*Problem to solve:*
Copy out the passage below on the CSI Effect and criminal trials in full, word for word.

*Page excerpt:*
__________________________________________________
The prosecutor in the Casey Anthony murder trial pulled out all the stops, forensically. They were able to prove that the “smell of death” was present in the trunk of the defendant’s car. Yet the jury acquitted Casey Anthony, much to the astonishment of the American public. Many ascribe this failure-to-convict to the ‘CSI Effect.” (Hoffmeister, 2011, para. 8). The prosecutor, by relying so heavily on forensic analysis in its presentation of the case, may have unwittingly perpetuated this. While proving certain facts forensically, the prosecutor was unable to prove manner or cause of death. In the past, the circumstantial evidence of her disappearance might have been sufficient to overcome this absence. But not modernly. Jurors want and expect more, even while acknowledging CSI is a fictional representation. Jurors, with “no legal training or real-life experience with the criminal justice system . . . are without any frame of reference for how trials operate beyond what they see on television.” (Hoffmeister, 2011, para. 2.)
The role and function of the defense attorney is also routinely impugned on these series. Retained attorneys are depicted as high-priced shysters who will say or do anything to secure the acquittal of his or her client. Conversely, the public defender is portrayed as feeble and inept. Yet none of these depictions resemble reality. Criminal defense attorneys, unlike their counterparts who practice Civil Law, are less motivated by the material gains in the profession and more motivated by the higher ideals of defending the Constitution.
__________________________________________________
*Information given:*
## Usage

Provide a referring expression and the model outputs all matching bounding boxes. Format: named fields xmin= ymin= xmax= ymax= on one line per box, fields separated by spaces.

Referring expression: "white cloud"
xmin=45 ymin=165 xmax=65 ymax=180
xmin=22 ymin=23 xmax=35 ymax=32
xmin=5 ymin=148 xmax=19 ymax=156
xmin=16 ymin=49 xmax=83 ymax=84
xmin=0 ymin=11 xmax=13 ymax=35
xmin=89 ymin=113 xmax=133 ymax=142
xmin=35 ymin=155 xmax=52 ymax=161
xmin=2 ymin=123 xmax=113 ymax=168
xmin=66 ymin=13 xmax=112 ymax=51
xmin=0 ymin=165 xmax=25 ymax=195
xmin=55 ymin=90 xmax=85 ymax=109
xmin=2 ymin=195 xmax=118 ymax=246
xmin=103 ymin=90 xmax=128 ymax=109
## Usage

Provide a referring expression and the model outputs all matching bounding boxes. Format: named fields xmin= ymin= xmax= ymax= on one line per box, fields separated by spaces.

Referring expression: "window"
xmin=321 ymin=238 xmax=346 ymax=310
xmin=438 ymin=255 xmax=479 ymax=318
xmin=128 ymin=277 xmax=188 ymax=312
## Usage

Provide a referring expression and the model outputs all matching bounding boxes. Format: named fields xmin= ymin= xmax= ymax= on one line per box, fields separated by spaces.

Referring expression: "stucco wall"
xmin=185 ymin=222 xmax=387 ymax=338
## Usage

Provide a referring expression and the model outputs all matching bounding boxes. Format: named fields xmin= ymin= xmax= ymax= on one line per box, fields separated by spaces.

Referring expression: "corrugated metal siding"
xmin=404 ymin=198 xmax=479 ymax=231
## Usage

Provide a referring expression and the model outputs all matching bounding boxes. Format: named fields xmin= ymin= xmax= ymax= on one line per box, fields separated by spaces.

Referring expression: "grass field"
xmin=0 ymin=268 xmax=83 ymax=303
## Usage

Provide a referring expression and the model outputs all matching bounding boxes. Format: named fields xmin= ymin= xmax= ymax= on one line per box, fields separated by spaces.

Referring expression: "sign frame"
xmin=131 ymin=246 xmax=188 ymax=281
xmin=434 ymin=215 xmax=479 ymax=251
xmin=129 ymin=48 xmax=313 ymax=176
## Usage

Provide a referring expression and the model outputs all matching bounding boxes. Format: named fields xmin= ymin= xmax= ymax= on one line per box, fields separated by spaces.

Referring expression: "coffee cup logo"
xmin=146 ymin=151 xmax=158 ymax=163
__________________________________________________
*Response below:*
The prosecutor in the Casey Anthony murder trial pulled out all the stops, forensically. They were able to prove that the “smell of death” was present in the trunk of the defendant’s car. Yet the jury acquitted Casey Anthony, much to the astonishment of the American public. Many ascribe this failure-to-convict to the ‘CSI Effect.” (Hoffmeister, 2011, para. 8). The prosecutor, by relying so heavily on forensic analysis in its presentation of the case, may have unwittingly perpetuated this. While proving certain facts forensically, the prosecutor was unable to prove manner or cause of death. In the past, the circumstantial evidence of her disappearance might have been sufficient to overcome this absence. But not modernly. Jurors want and expect more, even while acknowledging CSI is a fictional representation. Jurors, with “no legal training or real-life experience with the criminal justice system . . . are without any frame of reference for how trials operate beyond what they see on television.” (Hoffmeister, 2011, para. 2.)
The role and function of the defense attorney is also routinely impugned on these series. Retained attorneys are depicted as high-priced shysters who will say or do anything to secure the acquittal of his or her client. Conversely, the public defender is portrayed as feeble and inept. Yet none of these depictions resemble reality. Criminal defense attorneys, unlike their counterparts who practice Civil Law, are less motivated by the material gains in the profession and more motivated by the higher ideals of defending the Constitution.